» Requirement
Return every line of the records below that contains the word "right".

'''

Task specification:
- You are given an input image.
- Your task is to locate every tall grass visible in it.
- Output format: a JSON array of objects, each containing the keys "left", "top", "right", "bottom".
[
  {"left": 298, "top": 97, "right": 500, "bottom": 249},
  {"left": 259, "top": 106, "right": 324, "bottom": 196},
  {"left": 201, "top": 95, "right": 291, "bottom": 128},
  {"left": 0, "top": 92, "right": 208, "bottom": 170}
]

'''

» Response to this task
- Output format: a JSON array of objects, each containing the keys "left", "top", "right", "bottom".
  {"left": 298, "top": 97, "right": 500, "bottom": 249},
  {"left": 259, "top": 106, "right": 324, "bottom": 196},
  {"left": 201, "top": 95, "right": 291, "bottom": 128},
  {"left": 0, "top": 92, "right": 208, "bottom": 170}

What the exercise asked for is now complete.